╭──

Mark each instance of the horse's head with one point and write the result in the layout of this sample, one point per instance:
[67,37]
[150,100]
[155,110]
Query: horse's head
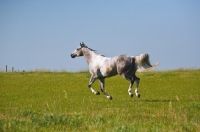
[78,51]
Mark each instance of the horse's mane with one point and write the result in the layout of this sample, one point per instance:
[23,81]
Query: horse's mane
[84,46]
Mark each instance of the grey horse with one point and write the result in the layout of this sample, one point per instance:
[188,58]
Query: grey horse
[101,67]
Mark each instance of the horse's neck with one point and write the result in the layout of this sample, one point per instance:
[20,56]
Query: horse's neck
[88,54]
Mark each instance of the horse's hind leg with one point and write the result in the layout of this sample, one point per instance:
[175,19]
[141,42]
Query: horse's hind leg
[102,84]
[131,79]
[137,80]
[92,79]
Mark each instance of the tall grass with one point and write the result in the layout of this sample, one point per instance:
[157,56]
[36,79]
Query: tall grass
[61,101]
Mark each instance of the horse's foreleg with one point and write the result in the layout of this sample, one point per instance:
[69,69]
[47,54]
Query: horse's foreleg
[102,82]
[92,79]
[137,80]
[130,89]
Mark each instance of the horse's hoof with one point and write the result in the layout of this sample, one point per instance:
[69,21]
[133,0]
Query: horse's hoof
[109,97]
[97,93]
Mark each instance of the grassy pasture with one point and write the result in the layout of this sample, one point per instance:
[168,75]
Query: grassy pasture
[61,101]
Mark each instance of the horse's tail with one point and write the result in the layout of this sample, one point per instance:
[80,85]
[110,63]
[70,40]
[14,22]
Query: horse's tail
[143,63]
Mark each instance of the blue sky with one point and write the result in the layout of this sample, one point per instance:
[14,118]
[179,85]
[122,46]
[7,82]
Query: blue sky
[42,34]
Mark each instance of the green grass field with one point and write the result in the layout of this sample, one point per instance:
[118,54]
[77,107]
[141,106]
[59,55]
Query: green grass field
[61,101]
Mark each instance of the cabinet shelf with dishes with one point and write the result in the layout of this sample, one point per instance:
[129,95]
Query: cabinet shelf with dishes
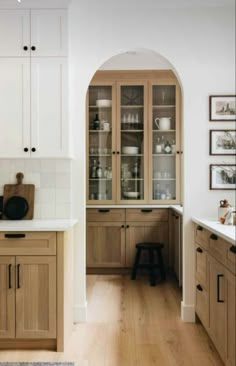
[134,138]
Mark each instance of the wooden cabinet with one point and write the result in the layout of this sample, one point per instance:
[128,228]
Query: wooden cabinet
[32,284]
[216,291]
[130,157]
[37,33]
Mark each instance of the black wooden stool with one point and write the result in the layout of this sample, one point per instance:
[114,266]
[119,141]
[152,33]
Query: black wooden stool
[151,248]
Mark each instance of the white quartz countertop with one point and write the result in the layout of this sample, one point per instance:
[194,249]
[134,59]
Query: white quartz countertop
[227,232]
[37,225]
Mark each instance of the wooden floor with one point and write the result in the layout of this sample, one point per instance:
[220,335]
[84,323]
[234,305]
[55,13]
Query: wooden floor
[131,324]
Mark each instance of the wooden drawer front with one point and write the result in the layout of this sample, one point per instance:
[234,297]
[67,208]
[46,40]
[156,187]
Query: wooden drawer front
[28,243]
[202,304]
[138,214]
[202,236]
[105,214]
[220,249]
[201,266]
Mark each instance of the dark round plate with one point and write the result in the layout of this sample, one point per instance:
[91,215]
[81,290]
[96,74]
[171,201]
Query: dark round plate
[16,208]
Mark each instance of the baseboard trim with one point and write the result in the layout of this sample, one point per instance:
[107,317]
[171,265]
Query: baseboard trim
[80,313]
[188,313]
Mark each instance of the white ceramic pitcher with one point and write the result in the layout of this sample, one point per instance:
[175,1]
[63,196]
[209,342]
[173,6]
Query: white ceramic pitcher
[164,123]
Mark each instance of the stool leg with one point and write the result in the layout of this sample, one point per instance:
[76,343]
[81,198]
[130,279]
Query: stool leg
[161,265]
[136,263]
[152,268]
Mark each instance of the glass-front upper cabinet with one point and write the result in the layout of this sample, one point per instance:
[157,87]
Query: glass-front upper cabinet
[131,142]
[164,143]
[100,144]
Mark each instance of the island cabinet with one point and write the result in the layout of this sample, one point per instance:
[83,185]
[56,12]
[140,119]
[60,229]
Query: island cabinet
[216,291]
[32,284]
[113,233]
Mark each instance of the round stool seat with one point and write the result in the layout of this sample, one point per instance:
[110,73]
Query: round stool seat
[148,245]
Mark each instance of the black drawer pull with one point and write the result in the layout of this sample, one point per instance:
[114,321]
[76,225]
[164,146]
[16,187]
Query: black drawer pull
[199,287]
[199,228]
[199,250]
[14,236]
[218,288]
[213,237]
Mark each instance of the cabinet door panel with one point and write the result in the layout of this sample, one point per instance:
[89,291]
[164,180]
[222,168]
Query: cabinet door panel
[49,130]
[14,33]
[14,107]
[49,32]
[105,244]
[36,297]
[7,297]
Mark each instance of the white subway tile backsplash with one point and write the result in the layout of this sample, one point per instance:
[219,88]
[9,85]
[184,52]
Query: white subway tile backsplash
[52,180]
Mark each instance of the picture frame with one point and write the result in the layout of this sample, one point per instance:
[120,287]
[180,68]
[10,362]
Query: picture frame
[222,176]
[222,142]
[222,108]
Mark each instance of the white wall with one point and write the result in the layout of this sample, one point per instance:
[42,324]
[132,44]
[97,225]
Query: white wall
[199,43]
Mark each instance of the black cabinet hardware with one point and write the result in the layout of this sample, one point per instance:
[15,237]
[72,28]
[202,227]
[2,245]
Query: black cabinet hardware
[9,275]
[18,275]
[213,237]
[199,250]
[199,287]
[218,288]
[14,236]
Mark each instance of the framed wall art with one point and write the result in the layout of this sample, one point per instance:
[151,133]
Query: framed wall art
[222,142]
[222,108]
[223,176]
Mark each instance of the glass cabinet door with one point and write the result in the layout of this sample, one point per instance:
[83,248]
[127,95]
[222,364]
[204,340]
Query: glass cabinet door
[100,169]
[164,142]
[131,141]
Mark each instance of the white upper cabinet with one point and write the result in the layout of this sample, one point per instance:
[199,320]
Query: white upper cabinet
[48,33]
[49,125]
[37,33]
[14,33]
[14,107]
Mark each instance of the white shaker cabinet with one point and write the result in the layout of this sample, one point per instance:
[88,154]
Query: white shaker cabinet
[49,125]
[14,107]
[14,33]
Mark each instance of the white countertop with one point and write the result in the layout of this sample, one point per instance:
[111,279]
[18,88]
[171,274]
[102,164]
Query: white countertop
[37,225]
[227,232]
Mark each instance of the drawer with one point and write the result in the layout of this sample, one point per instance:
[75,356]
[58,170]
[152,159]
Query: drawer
[146,214]
[220,249]
[201,266]
[202,236]
[28,243]
[202,304]
[105,214]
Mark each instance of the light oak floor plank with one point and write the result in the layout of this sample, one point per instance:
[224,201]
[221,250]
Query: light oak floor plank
[131,324]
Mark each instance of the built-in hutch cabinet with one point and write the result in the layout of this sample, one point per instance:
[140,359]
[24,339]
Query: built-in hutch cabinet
[216,291]
[33,83]
[133,138]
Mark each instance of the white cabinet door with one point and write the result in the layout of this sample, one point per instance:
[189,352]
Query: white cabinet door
[14,107]
[48,32]
[14,33]
[49,124]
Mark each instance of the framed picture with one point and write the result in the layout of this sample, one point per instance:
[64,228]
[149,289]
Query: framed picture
[222,108]
[222,142]
[223,176]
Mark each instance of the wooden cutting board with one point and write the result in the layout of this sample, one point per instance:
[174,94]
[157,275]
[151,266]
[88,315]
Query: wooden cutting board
[23,190]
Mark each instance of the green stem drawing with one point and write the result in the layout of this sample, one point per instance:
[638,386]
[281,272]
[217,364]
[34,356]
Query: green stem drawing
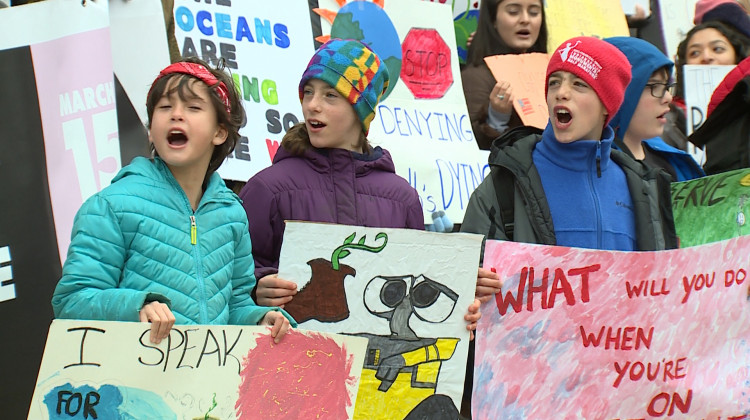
[343,250]
[213,405]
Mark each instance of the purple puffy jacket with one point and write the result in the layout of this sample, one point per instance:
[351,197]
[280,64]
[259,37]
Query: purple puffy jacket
[325,185]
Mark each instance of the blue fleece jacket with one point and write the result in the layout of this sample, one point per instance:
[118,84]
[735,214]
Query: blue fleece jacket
[587,193]
[645,59]
[139,240]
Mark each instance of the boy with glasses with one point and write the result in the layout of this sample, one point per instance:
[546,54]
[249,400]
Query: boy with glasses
[640,122]
[566,186]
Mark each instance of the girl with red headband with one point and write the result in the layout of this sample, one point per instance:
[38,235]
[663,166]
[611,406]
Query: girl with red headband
[167,242]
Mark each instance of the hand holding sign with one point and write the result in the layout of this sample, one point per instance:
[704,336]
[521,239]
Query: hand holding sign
[525,73]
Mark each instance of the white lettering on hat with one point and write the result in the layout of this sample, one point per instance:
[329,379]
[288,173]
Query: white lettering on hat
[579,58]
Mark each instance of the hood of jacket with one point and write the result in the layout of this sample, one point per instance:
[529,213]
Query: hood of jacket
[644,59]
[323,160]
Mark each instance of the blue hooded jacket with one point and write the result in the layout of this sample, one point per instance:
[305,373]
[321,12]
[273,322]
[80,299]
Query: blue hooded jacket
[645,59]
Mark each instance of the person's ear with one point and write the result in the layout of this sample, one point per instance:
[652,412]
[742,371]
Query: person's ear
[220,136]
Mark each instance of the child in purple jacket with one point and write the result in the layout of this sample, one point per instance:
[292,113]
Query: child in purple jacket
[325,169]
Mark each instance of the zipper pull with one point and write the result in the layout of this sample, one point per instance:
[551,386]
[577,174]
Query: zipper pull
[193,231]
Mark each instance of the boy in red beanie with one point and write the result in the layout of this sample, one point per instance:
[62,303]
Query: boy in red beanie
[566,185]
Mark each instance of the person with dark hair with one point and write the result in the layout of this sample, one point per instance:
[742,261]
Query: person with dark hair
[711,42]
[726,132]
[140,246]
[504,27]
[325,169]
[640,121]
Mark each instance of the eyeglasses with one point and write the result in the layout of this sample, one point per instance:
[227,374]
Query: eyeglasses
[658,90]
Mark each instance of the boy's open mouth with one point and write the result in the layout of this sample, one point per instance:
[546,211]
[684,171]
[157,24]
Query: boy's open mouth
[176,138]
[563,116]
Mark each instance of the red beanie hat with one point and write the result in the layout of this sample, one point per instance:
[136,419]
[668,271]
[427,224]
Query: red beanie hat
[704,6]
[600,64]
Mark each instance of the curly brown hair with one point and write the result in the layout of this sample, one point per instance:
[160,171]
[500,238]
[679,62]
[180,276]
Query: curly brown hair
[183,87]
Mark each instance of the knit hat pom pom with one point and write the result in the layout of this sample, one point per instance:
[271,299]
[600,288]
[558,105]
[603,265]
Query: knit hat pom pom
[599,64]
[354,70]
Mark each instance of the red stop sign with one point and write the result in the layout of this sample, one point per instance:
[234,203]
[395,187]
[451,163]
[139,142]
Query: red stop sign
[426,64]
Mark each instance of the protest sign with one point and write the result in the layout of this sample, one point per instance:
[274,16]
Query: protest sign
[676,21]
[405,290]
[579,333]
[712,208]
[266,46]
[422,120]
[699,84]
[526,73]
[107,370]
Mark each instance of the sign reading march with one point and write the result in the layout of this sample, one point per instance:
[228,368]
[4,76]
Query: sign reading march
[110,370]
[406,291]
[605,334]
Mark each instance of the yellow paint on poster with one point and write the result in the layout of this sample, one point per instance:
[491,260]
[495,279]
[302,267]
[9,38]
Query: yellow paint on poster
[526,74]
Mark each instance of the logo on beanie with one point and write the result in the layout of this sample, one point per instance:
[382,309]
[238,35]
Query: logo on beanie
[579,58]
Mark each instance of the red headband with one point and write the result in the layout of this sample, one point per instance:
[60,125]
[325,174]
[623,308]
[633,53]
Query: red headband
[200,72]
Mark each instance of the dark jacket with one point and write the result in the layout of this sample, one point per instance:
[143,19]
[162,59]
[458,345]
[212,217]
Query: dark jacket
[649,189]
[726,132]
[645,59]
[138,240]
[325,185]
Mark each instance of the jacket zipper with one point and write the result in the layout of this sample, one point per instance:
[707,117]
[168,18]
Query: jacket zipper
[596,196]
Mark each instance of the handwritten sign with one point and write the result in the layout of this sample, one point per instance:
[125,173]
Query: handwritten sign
[101,369]
[700,83]
[606,334]
[571,18]
[720,202]
[527,74]
[405,290]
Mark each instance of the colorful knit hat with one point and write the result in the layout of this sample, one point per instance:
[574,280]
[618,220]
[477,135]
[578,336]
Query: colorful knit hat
[599,64]
[354,70]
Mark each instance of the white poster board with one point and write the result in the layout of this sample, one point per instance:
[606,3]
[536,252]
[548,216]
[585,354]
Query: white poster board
[108,370]
[266,46]
[590,334]
[700,83]
[423,122]
[676,21]
[405,290]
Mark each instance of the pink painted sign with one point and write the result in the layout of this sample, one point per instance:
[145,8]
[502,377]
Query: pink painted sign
[77,102]
[615,335]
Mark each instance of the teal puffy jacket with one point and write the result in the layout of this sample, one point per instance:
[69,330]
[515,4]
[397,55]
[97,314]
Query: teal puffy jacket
[133,243]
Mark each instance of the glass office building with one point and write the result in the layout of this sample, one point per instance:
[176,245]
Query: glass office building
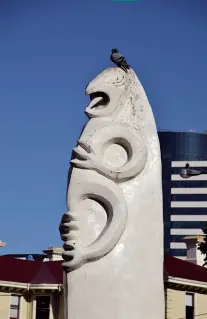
[184,200]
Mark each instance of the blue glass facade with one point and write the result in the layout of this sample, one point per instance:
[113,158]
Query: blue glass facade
[181,147]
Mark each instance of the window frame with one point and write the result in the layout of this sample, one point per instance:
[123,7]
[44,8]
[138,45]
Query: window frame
[188,306]
[18,306]
[34,303]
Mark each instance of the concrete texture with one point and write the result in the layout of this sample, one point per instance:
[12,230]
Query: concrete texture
[113,230]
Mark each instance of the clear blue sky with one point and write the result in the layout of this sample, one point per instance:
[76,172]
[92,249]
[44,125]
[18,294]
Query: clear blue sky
[49,50]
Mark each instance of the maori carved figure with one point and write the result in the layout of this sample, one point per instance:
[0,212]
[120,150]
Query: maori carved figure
[114,200]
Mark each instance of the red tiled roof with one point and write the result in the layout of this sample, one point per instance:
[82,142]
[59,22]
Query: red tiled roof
[38,272]
[33,272]
[175,267]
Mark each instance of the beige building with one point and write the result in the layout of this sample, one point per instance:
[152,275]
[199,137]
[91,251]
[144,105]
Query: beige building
[33,289]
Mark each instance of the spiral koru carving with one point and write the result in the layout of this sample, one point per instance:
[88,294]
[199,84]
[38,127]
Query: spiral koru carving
[110,151]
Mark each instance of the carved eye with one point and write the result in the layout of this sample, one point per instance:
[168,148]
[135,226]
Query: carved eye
[116,77]
[99,100]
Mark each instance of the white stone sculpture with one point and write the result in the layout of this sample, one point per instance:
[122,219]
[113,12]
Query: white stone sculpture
[113,231]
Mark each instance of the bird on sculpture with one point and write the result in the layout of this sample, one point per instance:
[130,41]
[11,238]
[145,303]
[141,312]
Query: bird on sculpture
[119,60]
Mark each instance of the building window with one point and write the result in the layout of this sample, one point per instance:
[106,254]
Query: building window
[14,307]
[42,307]
[189,306]
[191,252]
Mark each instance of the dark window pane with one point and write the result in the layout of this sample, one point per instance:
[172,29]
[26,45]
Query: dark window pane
[42,307]
[189,312]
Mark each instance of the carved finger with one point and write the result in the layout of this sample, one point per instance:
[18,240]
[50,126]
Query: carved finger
[79,164]
[69,245]
[70,226]
[71,235]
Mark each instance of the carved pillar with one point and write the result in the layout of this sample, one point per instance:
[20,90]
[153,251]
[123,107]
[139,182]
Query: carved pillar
[113,231]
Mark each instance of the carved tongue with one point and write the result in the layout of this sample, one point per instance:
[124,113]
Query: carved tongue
[94,101]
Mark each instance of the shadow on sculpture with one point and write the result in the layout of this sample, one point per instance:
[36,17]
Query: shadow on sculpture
[114,200]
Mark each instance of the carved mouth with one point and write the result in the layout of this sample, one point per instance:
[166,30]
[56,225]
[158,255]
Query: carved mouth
[99,100]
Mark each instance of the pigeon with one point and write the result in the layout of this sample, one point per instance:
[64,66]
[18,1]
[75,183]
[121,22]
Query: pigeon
[188,172]
[119,60]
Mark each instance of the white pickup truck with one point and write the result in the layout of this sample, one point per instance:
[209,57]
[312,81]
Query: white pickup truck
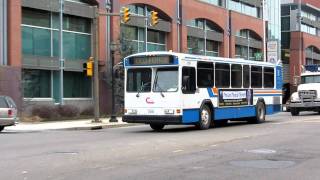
[307,97]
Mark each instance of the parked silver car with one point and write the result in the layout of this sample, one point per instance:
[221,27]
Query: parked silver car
[8,112]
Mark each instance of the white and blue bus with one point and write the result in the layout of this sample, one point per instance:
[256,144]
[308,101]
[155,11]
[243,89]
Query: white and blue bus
[166,88]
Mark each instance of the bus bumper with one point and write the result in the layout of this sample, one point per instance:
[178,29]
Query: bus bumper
[152,119]
[305,105]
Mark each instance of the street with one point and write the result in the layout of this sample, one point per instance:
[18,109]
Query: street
[284,147]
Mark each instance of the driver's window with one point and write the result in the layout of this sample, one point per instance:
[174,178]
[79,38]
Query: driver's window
[188,80]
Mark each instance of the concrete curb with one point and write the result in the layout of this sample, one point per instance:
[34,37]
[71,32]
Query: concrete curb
[96,127]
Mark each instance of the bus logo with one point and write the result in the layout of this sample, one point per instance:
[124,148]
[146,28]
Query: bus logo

╰──

PROMPT
In the listing above, find the line containing "Mark each instance of the street" and please quote exactly that line through the last one, and no other lines.

ANSWER FOR THIS EXERCISE
Mark each instance of the street with one point and write the result in the layout of this sample, one point per instance:
[18,109]
Query: street
[284,147]
Mark each instance of the driver's window with one point and write the result in the layout of this sample, one point per instance:
[174,178]
[79,38]
Query: driver's window
[188,80]
Mark each instance of the concrete curb with one point and write the result in the layout of this sample, one point per instance:
[34,37]
[71,32]
Query: concrete curb
[96,127]
Mark each instance of the bus logo with one point and write the result in the layout of this sample, one point per instance:
[124,148]
[146,28]
Query: bus logo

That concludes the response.